# What is required
Omit every picture, and retype the lines that run from the beginning of the data below through the line containing "Task: point to every instance of the brown", inclusive.

##### Data to examine

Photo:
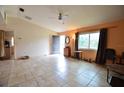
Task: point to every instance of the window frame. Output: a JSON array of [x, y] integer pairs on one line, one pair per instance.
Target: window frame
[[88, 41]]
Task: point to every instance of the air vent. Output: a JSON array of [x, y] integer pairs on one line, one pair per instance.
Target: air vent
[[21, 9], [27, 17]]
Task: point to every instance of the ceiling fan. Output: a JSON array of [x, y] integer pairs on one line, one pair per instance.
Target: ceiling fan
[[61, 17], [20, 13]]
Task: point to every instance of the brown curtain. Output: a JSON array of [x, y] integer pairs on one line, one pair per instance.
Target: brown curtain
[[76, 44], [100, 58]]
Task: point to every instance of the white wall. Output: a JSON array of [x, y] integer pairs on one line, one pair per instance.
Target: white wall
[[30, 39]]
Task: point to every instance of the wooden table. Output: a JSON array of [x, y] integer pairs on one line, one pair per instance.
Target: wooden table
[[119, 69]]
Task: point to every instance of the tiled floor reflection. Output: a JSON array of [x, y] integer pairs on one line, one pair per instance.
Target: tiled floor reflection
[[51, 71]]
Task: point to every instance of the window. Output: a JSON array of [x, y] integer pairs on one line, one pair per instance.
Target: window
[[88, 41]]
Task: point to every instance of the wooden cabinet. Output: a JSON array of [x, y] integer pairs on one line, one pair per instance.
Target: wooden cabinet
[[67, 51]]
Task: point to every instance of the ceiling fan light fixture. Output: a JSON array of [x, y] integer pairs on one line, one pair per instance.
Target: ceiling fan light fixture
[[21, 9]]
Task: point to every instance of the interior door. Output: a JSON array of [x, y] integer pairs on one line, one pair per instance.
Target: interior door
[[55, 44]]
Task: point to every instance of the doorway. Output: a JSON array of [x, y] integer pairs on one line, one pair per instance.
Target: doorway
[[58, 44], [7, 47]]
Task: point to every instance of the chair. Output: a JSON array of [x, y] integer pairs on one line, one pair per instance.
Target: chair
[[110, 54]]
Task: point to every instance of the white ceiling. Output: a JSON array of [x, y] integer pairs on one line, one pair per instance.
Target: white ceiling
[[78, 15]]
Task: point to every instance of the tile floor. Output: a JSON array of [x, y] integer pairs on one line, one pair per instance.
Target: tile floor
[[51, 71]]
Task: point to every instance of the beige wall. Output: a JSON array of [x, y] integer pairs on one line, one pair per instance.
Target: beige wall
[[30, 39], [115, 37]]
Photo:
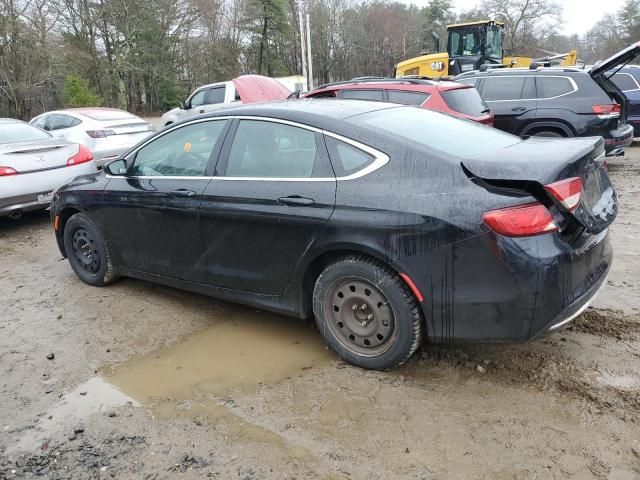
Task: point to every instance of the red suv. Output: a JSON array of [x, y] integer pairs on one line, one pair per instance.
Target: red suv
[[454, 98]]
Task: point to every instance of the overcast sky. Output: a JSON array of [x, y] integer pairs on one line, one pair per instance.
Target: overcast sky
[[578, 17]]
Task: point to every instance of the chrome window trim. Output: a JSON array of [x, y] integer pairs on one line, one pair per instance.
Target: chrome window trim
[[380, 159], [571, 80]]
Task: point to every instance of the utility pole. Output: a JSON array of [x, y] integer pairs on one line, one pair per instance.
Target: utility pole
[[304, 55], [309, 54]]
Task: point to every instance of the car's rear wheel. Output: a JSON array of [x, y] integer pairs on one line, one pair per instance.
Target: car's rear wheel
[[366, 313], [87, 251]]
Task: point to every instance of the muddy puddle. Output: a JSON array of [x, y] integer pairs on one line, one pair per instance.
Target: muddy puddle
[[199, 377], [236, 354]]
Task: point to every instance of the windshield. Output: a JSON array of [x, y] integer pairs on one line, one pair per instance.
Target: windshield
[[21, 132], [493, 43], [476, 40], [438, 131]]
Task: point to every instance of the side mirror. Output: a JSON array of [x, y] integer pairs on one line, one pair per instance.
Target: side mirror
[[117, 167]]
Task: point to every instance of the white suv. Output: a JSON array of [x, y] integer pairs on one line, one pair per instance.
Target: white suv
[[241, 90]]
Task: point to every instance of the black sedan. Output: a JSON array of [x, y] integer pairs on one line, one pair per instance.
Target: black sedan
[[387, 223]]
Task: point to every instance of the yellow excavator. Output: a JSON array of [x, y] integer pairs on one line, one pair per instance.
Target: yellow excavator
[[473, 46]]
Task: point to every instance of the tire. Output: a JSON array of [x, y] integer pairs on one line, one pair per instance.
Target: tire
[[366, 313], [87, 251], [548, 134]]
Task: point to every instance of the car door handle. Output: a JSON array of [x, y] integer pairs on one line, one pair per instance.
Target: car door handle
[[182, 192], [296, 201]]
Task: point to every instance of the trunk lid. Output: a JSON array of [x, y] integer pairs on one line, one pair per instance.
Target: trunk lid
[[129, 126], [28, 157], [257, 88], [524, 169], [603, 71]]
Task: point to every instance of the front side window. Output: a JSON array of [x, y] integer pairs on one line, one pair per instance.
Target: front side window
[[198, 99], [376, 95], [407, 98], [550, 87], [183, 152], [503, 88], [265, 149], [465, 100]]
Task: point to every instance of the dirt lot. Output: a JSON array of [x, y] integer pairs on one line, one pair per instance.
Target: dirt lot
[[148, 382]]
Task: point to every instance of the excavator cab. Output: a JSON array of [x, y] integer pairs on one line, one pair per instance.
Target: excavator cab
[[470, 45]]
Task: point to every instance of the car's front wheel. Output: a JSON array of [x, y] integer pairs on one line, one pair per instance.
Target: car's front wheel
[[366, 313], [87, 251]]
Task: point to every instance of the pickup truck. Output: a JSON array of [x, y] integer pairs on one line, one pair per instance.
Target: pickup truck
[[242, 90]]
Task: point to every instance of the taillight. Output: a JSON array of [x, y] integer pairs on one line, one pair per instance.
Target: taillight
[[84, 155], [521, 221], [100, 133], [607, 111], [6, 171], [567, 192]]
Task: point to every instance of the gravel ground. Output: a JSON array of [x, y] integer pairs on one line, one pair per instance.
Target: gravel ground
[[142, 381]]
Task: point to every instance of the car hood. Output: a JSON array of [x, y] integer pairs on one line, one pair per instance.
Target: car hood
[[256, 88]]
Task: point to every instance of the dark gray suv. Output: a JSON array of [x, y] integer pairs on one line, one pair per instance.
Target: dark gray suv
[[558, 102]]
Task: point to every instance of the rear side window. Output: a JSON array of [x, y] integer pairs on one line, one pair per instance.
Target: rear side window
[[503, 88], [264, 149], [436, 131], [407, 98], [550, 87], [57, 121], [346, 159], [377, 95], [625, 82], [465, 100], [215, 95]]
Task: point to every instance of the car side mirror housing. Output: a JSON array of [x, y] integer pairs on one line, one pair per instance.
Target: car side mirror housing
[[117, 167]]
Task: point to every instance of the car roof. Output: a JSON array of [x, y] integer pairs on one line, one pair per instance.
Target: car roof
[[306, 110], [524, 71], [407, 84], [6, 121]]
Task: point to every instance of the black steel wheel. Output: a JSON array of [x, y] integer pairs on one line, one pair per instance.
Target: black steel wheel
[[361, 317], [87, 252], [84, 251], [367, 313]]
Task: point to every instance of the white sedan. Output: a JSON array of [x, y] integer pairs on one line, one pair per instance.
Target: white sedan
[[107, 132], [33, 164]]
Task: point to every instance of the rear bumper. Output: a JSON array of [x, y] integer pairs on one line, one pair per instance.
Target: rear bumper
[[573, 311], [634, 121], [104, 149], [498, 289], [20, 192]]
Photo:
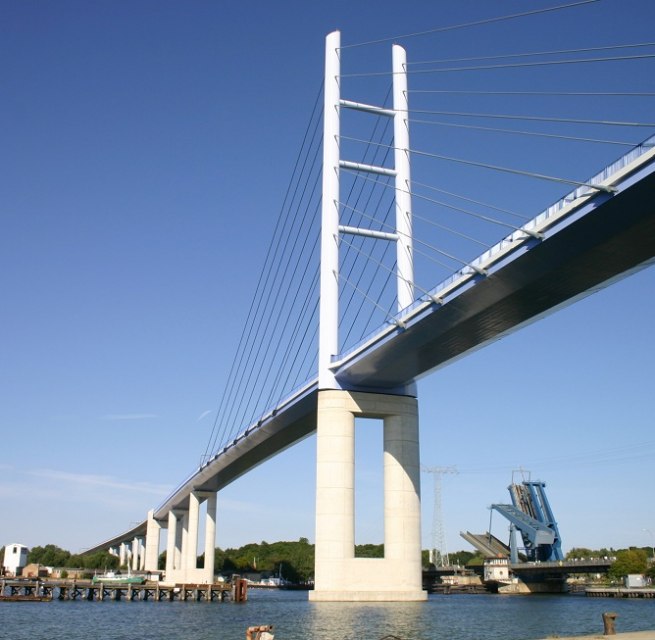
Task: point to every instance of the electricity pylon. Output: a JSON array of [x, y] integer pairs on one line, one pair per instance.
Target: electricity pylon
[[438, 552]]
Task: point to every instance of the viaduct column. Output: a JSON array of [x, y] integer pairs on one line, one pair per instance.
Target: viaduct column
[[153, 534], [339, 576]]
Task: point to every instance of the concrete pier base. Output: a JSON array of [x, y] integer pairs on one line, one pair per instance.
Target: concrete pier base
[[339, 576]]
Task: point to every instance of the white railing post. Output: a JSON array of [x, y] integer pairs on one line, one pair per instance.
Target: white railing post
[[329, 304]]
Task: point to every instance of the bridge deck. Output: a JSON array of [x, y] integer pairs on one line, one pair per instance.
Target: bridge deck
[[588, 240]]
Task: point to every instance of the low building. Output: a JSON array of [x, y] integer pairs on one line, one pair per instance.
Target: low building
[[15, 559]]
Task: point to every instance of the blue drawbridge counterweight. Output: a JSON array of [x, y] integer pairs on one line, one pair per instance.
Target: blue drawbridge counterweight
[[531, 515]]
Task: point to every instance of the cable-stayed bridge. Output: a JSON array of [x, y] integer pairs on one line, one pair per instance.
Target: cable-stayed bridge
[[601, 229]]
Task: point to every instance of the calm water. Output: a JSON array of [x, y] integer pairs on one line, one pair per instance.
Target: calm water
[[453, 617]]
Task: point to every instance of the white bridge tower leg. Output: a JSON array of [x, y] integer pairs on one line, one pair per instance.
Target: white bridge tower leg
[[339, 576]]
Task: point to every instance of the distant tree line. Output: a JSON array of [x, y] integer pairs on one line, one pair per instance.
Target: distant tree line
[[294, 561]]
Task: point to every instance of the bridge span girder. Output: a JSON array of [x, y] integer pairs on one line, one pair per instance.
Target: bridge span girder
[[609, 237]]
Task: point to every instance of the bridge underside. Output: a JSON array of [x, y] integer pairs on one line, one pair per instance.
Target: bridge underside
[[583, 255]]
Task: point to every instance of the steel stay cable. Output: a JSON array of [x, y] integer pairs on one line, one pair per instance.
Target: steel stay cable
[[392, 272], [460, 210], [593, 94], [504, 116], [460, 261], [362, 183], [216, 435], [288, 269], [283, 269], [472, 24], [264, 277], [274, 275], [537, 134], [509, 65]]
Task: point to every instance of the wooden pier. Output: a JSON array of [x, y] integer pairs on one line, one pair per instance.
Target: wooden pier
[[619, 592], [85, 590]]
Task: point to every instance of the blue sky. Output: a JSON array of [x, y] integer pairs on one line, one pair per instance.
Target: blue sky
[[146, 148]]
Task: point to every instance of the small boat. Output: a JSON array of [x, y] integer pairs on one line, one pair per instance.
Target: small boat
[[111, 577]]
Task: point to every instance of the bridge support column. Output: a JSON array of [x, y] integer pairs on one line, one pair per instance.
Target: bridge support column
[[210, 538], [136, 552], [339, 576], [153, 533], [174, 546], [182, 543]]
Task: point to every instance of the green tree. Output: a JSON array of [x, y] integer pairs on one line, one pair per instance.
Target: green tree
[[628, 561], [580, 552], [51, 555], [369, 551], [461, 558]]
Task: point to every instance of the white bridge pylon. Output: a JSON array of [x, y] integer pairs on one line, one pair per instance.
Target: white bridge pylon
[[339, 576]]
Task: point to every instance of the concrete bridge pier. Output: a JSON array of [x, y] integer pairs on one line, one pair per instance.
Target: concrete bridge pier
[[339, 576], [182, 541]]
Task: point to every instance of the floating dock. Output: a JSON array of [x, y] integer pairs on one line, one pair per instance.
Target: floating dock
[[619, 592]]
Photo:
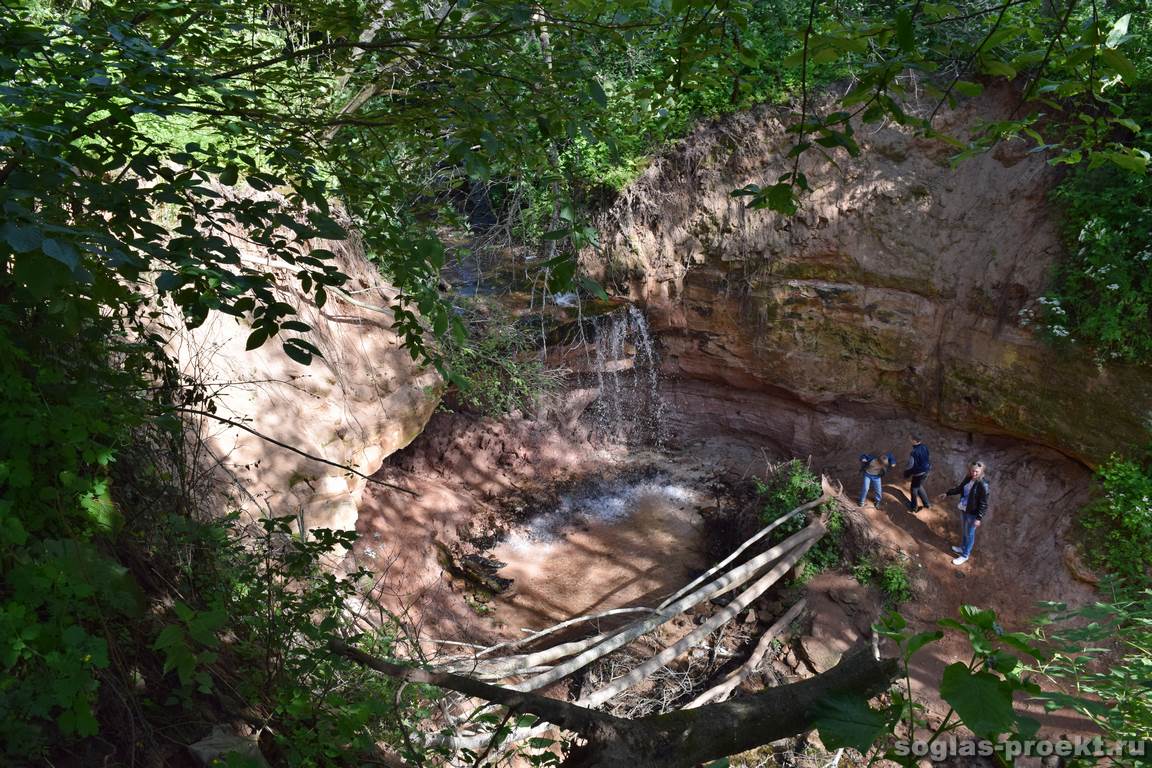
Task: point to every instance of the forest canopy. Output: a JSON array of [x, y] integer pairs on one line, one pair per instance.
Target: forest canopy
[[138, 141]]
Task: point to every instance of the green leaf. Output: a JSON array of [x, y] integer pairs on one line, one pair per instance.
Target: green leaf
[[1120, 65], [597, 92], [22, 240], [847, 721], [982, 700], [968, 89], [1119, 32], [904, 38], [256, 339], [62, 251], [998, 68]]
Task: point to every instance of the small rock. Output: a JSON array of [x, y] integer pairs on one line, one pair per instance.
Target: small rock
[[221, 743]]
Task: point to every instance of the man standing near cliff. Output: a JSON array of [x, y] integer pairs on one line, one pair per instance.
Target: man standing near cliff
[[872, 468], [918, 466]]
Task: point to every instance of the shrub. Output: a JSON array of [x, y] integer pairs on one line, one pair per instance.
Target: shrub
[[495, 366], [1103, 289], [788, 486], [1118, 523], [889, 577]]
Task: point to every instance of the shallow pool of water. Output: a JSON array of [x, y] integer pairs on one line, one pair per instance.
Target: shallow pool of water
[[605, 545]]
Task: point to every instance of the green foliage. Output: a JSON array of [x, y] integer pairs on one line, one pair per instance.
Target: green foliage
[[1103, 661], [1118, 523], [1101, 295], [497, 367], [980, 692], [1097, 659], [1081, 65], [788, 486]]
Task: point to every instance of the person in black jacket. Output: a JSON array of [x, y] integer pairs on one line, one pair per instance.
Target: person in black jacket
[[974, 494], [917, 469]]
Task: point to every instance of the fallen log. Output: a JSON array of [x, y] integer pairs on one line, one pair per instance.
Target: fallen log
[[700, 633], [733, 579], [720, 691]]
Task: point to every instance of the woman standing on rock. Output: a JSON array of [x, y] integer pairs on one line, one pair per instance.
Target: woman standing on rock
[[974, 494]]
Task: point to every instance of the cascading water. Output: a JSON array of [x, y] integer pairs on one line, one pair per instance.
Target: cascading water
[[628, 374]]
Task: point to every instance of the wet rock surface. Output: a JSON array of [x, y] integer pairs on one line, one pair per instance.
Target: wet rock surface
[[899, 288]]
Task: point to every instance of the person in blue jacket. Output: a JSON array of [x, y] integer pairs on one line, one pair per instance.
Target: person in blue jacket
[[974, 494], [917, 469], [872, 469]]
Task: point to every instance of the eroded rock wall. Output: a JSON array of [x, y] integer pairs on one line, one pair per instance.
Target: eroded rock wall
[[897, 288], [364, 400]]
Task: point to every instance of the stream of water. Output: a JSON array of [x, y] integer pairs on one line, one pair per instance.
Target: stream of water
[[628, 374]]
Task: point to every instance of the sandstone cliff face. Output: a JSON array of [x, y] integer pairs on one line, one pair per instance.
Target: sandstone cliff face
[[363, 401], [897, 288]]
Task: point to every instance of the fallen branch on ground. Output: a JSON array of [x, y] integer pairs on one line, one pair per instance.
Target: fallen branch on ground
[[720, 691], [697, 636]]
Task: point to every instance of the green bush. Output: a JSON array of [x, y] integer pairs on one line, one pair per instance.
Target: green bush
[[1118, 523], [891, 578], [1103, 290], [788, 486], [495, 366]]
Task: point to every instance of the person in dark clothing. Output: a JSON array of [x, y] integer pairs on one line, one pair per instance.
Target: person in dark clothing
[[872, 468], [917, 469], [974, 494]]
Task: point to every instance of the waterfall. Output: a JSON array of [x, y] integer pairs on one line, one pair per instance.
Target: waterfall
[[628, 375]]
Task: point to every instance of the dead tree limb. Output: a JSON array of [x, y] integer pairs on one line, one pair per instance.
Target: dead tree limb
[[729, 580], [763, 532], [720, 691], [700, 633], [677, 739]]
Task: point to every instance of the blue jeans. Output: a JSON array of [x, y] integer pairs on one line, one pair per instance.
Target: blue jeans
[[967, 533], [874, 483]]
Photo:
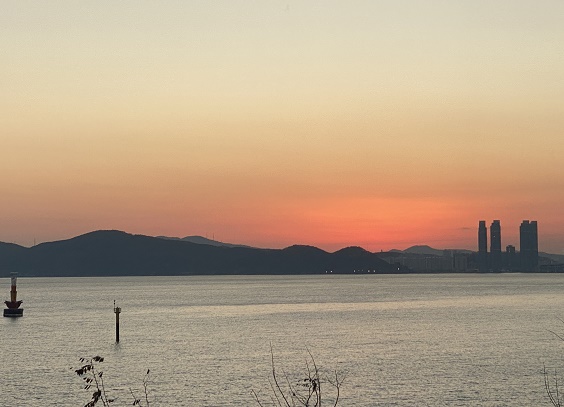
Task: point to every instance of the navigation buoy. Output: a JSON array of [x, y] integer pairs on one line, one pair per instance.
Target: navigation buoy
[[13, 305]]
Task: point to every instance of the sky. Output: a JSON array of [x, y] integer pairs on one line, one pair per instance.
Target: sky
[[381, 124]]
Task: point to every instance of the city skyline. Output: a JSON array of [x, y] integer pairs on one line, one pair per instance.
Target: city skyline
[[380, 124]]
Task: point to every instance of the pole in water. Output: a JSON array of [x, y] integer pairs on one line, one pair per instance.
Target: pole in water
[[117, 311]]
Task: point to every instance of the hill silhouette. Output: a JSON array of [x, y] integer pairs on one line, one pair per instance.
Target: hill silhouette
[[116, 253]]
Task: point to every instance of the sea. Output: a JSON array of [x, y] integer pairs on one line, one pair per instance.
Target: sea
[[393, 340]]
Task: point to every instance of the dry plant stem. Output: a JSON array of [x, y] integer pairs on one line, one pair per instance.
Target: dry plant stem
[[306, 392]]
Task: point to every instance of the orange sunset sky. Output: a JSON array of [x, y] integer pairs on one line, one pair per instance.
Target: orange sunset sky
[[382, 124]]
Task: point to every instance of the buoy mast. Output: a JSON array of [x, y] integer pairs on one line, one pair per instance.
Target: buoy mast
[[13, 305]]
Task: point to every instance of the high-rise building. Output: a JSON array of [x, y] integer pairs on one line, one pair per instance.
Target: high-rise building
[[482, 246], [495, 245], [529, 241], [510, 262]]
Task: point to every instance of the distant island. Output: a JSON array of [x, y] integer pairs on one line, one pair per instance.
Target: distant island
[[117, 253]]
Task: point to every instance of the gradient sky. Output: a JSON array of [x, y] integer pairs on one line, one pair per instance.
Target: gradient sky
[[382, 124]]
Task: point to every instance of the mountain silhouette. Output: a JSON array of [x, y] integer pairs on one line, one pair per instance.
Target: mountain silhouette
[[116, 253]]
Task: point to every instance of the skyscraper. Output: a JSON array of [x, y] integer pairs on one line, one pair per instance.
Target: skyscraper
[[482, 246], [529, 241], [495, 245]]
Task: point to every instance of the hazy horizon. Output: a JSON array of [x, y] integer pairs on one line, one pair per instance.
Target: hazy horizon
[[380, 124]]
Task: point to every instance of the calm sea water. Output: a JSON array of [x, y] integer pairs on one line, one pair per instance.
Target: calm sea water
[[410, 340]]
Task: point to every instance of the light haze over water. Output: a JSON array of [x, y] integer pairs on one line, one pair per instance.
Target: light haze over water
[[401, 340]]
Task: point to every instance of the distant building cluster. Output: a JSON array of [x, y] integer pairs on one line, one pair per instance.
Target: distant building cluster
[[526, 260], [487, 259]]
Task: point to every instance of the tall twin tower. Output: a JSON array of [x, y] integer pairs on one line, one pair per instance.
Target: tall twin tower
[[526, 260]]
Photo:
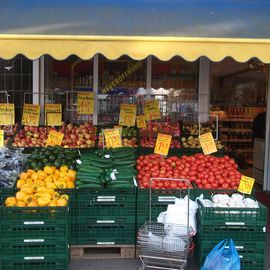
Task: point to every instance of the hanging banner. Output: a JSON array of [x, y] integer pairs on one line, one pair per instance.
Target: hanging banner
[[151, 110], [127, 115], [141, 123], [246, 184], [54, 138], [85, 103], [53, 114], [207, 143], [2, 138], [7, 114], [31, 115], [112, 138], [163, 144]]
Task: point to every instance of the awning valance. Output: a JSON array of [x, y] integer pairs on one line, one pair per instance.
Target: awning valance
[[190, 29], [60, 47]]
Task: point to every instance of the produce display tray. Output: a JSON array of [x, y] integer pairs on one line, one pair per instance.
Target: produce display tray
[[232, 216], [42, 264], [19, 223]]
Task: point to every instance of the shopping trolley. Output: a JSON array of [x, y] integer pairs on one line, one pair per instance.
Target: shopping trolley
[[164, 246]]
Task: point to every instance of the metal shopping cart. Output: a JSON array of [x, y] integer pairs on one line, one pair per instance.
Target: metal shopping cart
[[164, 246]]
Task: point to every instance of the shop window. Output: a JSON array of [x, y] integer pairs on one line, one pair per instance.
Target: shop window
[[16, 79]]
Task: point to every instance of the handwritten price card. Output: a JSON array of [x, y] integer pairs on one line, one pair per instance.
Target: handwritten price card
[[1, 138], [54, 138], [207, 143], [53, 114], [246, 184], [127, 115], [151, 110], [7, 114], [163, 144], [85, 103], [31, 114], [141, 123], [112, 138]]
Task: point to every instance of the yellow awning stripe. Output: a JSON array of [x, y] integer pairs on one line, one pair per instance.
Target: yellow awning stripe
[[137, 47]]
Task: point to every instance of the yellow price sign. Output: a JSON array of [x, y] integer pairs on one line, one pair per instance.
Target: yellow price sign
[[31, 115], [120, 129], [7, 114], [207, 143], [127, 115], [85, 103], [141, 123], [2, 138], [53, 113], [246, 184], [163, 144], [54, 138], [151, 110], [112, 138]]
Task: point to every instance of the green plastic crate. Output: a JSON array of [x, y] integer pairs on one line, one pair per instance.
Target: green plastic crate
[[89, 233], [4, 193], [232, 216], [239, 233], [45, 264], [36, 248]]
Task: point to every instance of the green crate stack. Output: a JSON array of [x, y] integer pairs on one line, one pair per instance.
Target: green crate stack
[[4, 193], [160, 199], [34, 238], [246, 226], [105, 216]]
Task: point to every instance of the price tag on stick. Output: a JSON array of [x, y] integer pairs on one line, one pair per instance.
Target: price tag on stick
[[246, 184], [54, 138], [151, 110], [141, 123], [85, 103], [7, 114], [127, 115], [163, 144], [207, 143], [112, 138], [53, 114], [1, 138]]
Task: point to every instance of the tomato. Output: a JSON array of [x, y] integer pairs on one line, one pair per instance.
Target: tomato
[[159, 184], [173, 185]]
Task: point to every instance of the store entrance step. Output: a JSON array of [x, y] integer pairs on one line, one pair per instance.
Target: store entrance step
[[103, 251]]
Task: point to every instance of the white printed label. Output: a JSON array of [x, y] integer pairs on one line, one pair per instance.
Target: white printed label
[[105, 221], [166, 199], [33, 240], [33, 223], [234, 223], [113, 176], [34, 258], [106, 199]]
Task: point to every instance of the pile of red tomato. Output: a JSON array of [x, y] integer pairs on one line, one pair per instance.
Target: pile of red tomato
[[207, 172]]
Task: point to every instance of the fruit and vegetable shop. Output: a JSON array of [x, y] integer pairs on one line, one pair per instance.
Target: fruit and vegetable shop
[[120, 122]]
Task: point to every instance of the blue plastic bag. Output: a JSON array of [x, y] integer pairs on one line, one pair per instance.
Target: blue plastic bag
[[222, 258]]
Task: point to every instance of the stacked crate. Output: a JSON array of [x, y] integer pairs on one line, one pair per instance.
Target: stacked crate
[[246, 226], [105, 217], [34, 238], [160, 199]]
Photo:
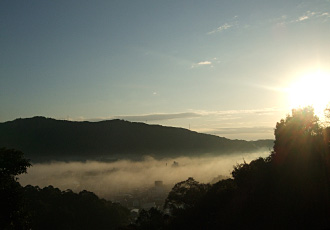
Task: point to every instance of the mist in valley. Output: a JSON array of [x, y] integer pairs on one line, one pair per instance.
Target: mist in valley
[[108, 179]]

##########

# Solution
Photo:
Task: point to every instance of the window frame. Output: a JSON array of [x, y] integer pairs on one line, one pair per instance.
Target: window frame
[[88, 41]]
Task: point to every instance of the air vent. Output: a JSON array of [x, y] integer pairs on one line, one pair per instance.
Target: air vent
[[21, 9], [27, 17]]
Task: point to every instance of the ceiling fan. Output: a JSON array of [x, y] integer pairs on one line, one pair per instance.
Target: ceiling fan
[[61, 17], [20, 13]]
Task: point to every instance of the brown curtain. Output: a JSON array of [x, y] integer pairs on one line, one pair per instance.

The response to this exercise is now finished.